● Excerpt to read:
I didn’t know anything about Tony, I didn’t know any of his accolades; I just picked it up and started reading.
One page, to the next page, and then the next page.
The chapters would tell me to do some visualizations exercise, and I would do it.
It told me to internalize some shit, so I did.
It made me feel powerful and showed me ways to escape any prison using only my mind; and a few months later, something amazing happened in my life: My physical body was given it’s freedom out of nowhere.
And that was it; I was hooked.
I was attached to the man and his message, and will always feel connected to him like an old friend, even though I’ve never met him.
I’ve spent several thousands of dollars with him, and continue to follow him even though I’m on another level with my shit at this point.
He set the foundation for me to seek out other mentors and invest with them, and I still do to this day.
Some of them have huge followings, others are just barely getting started and have an even smaller following than I do.
Most of the people I follow do not appear to have an incredible amount of material wealth. Most of them do not have a best-selling book.
None of them, however, are peddling the same cookie cutter marketing strategies that so many people others are pushing.

● Data under study:
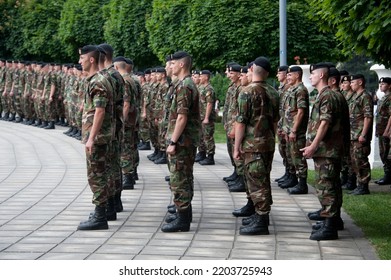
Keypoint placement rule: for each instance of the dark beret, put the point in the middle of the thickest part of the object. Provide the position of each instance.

* * *

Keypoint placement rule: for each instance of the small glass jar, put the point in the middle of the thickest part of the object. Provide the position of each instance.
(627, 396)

● Required actions:
a - Answer these questions from the passage about Tony:
(i) What did the writer know about Tony's accolades before starting to read?
(ii) What happened to the writer's physical body a few months later?
(iii) How much money has the writer spent with Tony?
b - Name every action that the passage about Tony credits to the book or its chapters.
c - Please write the next part of the passage about Tony, carrying on after its last sentence.
The data has nothing to do with the passage about Tony.

● Outputs for the tasks:
a -
(i) The writer knew none of them.
(ii) It was given its freedom out of nowhere.
(iii) Several thousands of dollars.

b -
- Told the writer to do some visualization exercises
- Told the writer to internalize some shit
- Made the writer feel powerful
- Showed the writer ways to escape any prison using only the mind

c -
For a while, I would buy from those people.
I would buy all the latest gadgets and gizmos and templates and programs…
Then one day I realized everyone was selling the same shit.
The same “tricks” to make money by being anything but yourself…
The thing is, despite what all the teachers may have said and what some people will tell you about me, I’m not a stupid mother fucker.
I’m not a blind follower.
I don’t have to be tricked into staying in contact with someone.
I will find out what they have going on if I want to, and I will buy what they are selling if I vibe.
I can tell when someone hiding something and presenting some Dr. Thunder version of themselves to the world in order to make a living for some construct with no soul in it.
All of that comes out on camera; that’s the real reason people are scared of public speaking.
They don’t want you to get a glimpse of the mongoloid they’ve kept locked in the basement all these years…
They’d rather just send you some filtered pics of the fascade.
Put their soul on the chopping block?
The people I now follow are 100% selling their own art and message, and that is inspiring as fuck to me.
I even follow my own clients (shocker!).
The thing is, you gotta believe that your message is ENOUGH.
It’s enough for a guy like me who will go the end of the goddamned planet and slay a dragon to get a glimpse of my higher self, and if I believe that you’ve got a way to connect me to that; then we are calibrated.
You gotta understand something here; I’m not trying to make a couple of bucks and buy a couple of flashy cars here.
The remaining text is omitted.